This breed is riddled with lots of health problems. Make sure you do your research, and get a good dog. And never on a whim, or based on price, location, or time schedule. 


Sent from Petguide.com Free App


----------



## doggiedad (Dec 2, 2007)

you have the pics of the parents. look at them. does the mother
look pure bred to you? i think you'll fare much better if you get
one pup now and wait untill that pup is well trained and
highly socialized before getting another pup.



doggiedad said:


> does the mother look like a pure bred GSD to you? are you thinking
> about getting two pups?





Dann said:


> I haven't met them yet I'm not sure, I just have these pictures though, and no just one, hopefully male! I want to to see the litter though, they are small now, I'm going to pick them up at about 60 days old, they are 40 days old now


----------



## Dann (May 10, 2013)

Y'all are right. Personally the picture is not that clear to me, I would rather see it in person before, which I will in a couple of days, I'll take pictures and post them probably, but the guy has a good reputation.. The pups are going for 1000$


----------



## Castlemaid (Jun 29, 2006)

There is not much that anyone can tell you from two pictures. And for future reference to all, dogs in a tie are not appropriate to post on this forum. We try to keep the forum G rated,  . 

If you are looking for more info, then a couple of pictures won't tell anything to anyone. For some discussion and input from others, we would need to see pedigrees, breeder experience and background, the parent's accomplishments, health testing results, titles achieved, and some information on what you are looking for in a GSD, and why you chose this breeder, or this pair of dogs, for your puppy.

# # #

*To be done*: In the forum thread, why does Castlemaid say pictures of dogs in a tie are not appropriate to post on the forum? Answer in one to three sentences. The material that comes next has no part in this.

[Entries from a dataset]
# # #

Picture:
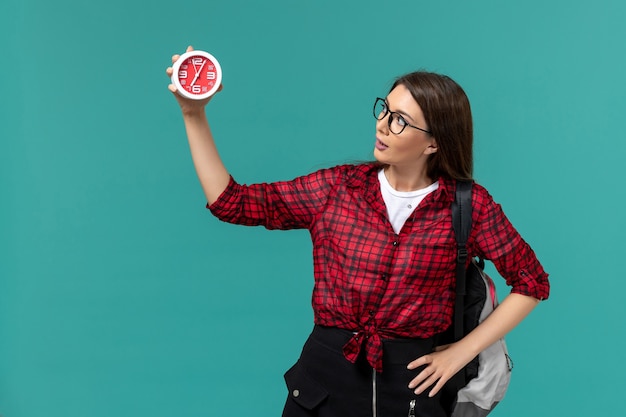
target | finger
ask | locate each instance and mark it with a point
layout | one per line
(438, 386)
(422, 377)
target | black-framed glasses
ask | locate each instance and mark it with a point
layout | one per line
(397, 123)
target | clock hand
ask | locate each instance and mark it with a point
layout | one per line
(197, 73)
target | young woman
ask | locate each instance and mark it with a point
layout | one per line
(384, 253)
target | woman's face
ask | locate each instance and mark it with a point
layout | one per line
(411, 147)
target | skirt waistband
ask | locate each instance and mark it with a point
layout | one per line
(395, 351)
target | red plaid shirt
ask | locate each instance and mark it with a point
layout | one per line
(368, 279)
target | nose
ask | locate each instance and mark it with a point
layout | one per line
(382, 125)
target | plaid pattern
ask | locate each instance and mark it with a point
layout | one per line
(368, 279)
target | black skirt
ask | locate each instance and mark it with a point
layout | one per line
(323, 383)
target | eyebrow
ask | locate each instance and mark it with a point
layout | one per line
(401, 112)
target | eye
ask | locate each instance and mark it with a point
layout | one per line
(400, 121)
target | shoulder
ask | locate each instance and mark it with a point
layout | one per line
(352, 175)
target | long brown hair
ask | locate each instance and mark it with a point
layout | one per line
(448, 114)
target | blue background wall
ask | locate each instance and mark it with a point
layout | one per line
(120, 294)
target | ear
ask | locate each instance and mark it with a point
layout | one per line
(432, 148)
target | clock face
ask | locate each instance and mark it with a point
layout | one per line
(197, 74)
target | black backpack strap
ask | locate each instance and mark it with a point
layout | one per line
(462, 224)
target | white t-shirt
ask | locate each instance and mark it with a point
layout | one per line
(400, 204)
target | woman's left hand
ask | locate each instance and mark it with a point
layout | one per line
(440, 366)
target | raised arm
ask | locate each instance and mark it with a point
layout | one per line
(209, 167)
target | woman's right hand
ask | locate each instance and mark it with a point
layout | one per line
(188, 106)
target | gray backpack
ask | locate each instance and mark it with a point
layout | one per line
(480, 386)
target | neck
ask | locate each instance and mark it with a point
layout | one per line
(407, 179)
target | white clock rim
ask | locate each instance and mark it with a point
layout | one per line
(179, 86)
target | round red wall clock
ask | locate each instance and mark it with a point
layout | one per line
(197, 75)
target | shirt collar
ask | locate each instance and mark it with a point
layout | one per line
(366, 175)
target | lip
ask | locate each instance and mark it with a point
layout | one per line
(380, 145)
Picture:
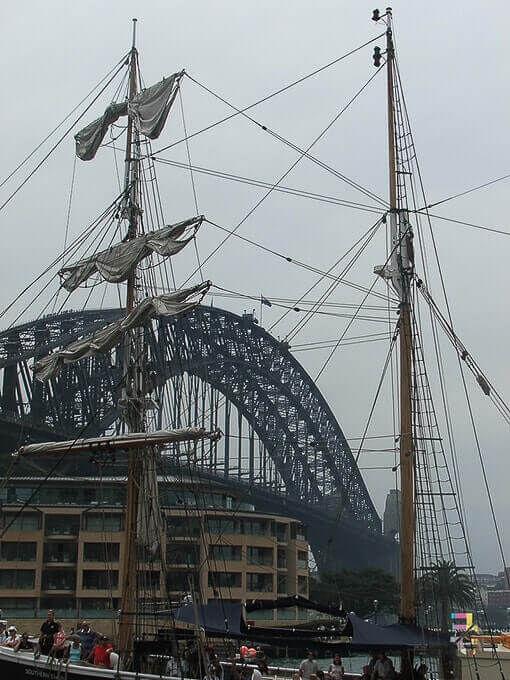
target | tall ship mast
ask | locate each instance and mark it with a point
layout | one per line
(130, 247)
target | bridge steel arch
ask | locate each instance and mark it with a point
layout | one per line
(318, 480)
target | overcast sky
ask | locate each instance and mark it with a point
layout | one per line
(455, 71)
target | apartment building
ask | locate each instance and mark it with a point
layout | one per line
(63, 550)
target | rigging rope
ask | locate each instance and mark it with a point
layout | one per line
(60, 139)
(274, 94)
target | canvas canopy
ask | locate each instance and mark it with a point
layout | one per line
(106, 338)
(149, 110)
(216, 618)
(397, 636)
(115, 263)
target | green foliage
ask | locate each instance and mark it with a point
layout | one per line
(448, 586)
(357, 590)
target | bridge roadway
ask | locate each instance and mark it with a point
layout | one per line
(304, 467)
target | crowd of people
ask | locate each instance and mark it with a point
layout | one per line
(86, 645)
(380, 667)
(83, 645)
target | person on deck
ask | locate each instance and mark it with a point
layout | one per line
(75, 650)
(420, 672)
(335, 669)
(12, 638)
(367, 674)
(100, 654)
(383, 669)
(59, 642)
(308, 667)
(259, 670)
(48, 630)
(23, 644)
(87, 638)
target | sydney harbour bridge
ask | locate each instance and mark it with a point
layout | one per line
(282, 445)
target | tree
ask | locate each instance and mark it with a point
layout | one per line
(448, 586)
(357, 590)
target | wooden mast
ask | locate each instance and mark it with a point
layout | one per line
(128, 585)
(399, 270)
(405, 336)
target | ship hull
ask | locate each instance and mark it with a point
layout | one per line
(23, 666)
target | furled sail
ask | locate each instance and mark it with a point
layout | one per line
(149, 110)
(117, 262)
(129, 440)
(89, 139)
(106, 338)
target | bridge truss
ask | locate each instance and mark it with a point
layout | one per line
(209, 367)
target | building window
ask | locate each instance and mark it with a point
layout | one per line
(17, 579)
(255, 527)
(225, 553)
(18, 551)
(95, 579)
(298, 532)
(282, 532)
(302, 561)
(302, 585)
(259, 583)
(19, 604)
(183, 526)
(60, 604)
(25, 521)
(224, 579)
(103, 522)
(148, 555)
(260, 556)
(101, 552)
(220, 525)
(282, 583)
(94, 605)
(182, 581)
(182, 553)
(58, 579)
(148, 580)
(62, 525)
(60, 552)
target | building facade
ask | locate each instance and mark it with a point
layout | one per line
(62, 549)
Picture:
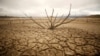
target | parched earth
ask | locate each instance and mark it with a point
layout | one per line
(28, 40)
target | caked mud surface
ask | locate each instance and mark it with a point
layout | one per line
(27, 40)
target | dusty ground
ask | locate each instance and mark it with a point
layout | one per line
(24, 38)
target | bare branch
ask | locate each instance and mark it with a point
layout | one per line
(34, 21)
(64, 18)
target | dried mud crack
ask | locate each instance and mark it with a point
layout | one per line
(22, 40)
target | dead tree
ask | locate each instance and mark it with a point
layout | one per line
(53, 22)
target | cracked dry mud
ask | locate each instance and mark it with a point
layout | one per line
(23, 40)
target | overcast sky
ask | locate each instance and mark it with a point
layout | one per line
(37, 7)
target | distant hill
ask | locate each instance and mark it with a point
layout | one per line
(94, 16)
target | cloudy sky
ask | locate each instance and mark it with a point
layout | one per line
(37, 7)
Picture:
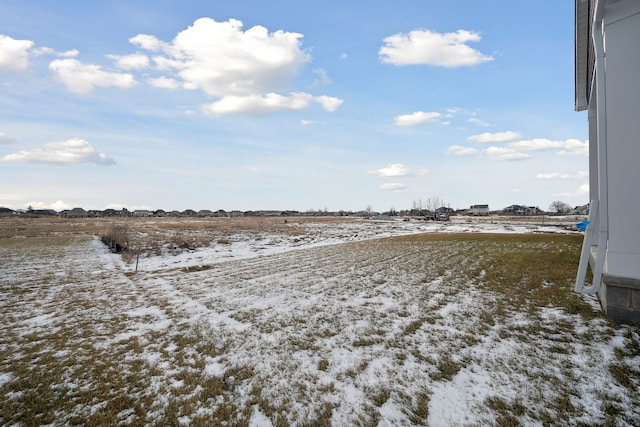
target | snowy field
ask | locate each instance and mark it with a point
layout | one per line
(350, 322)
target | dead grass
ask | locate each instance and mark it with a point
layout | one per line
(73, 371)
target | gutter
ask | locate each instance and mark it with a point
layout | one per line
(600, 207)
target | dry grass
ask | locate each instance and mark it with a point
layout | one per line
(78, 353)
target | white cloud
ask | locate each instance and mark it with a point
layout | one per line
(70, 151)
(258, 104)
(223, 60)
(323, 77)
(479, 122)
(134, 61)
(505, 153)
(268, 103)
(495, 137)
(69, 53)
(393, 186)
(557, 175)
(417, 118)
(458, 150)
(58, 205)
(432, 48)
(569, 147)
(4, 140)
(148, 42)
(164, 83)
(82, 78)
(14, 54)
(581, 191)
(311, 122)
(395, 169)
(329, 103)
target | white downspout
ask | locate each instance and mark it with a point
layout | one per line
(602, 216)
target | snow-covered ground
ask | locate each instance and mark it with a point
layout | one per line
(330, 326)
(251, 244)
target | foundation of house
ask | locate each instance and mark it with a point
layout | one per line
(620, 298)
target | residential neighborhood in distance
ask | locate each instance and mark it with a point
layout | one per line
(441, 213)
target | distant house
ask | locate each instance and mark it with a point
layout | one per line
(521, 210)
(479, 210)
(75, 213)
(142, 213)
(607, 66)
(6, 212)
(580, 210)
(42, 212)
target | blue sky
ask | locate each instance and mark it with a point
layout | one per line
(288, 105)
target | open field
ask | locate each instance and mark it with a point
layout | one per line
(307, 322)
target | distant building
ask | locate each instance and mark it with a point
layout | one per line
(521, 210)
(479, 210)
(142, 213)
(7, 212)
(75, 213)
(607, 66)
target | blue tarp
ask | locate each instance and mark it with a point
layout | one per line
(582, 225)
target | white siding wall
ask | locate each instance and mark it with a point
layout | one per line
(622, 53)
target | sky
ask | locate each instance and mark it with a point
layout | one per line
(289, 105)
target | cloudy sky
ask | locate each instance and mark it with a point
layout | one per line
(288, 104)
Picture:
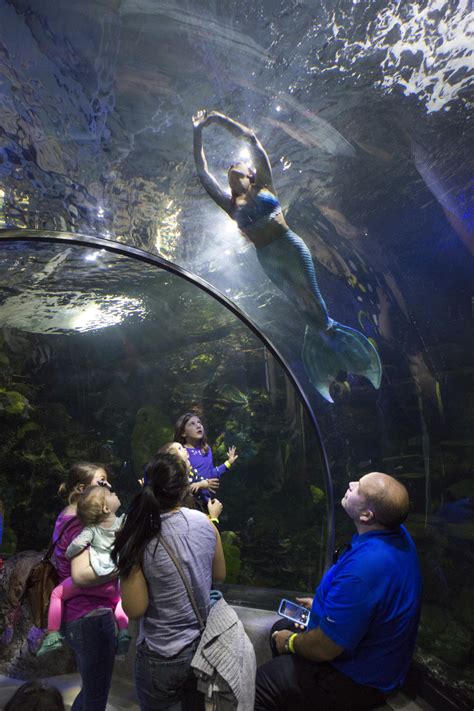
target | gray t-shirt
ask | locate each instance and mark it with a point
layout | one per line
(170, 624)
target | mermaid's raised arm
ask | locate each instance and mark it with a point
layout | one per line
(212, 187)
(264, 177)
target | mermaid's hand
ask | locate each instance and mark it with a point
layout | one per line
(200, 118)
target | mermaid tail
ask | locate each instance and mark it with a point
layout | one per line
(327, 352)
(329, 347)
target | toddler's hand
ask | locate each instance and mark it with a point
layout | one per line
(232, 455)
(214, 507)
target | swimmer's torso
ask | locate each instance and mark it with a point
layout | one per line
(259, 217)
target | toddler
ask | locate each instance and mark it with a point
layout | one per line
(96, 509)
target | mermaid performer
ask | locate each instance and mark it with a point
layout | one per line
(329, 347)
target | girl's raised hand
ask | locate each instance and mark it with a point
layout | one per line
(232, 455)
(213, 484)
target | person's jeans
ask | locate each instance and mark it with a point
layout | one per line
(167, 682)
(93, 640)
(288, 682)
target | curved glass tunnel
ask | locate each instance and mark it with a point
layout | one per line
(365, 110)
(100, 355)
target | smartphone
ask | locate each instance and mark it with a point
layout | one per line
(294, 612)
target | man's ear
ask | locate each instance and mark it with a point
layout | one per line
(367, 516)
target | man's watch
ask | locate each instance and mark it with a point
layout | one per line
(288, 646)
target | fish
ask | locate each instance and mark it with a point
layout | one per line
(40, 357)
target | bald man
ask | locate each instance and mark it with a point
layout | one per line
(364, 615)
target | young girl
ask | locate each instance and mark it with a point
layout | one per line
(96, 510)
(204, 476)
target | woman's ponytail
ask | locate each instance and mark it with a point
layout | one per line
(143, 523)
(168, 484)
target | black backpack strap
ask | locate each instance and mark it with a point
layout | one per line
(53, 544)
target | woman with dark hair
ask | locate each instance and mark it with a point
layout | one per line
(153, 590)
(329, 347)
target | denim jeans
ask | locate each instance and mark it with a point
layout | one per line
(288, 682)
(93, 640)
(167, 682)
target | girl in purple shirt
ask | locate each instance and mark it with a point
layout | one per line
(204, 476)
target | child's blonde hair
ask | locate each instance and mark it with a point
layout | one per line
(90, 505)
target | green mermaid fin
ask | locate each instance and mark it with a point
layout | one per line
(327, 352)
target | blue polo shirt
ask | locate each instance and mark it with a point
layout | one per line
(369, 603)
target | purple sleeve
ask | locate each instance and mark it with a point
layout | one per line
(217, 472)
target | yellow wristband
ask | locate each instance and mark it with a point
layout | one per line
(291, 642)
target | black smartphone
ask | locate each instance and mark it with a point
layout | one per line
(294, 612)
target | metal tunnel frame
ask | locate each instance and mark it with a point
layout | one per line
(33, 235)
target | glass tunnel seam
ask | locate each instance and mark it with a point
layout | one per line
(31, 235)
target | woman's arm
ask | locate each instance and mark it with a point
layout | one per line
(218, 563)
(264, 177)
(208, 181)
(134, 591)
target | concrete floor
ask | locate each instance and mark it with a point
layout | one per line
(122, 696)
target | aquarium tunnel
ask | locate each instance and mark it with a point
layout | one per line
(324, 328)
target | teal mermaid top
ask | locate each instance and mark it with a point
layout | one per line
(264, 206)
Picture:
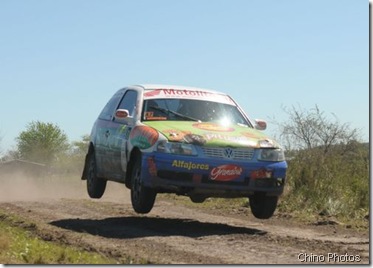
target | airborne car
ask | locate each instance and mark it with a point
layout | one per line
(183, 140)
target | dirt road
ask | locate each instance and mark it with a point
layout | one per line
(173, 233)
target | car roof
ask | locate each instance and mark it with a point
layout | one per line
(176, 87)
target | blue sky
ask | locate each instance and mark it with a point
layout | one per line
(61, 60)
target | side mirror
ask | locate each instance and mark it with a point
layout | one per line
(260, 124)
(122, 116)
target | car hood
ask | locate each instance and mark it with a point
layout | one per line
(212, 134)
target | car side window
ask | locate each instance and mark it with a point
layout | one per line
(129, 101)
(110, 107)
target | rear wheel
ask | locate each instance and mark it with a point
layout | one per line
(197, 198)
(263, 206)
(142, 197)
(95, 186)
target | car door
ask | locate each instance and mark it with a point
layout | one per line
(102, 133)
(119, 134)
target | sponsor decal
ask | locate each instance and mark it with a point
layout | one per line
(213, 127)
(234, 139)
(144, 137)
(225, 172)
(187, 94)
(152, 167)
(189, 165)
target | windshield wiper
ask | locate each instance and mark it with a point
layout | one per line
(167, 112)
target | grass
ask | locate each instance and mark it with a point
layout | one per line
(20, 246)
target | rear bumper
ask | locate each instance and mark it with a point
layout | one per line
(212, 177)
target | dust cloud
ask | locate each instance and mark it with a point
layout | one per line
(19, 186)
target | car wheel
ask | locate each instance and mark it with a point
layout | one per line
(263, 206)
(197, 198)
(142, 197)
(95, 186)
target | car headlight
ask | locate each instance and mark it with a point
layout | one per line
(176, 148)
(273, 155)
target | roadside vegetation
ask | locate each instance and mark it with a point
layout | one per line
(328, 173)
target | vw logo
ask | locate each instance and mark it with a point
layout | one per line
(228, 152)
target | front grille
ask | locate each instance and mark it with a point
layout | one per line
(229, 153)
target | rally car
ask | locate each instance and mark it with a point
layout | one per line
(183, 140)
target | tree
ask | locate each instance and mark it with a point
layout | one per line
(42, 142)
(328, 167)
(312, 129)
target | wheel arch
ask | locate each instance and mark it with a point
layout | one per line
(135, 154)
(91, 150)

# # #

*In response*: Such pictures are not appropriate because the forum tries to stay G rated.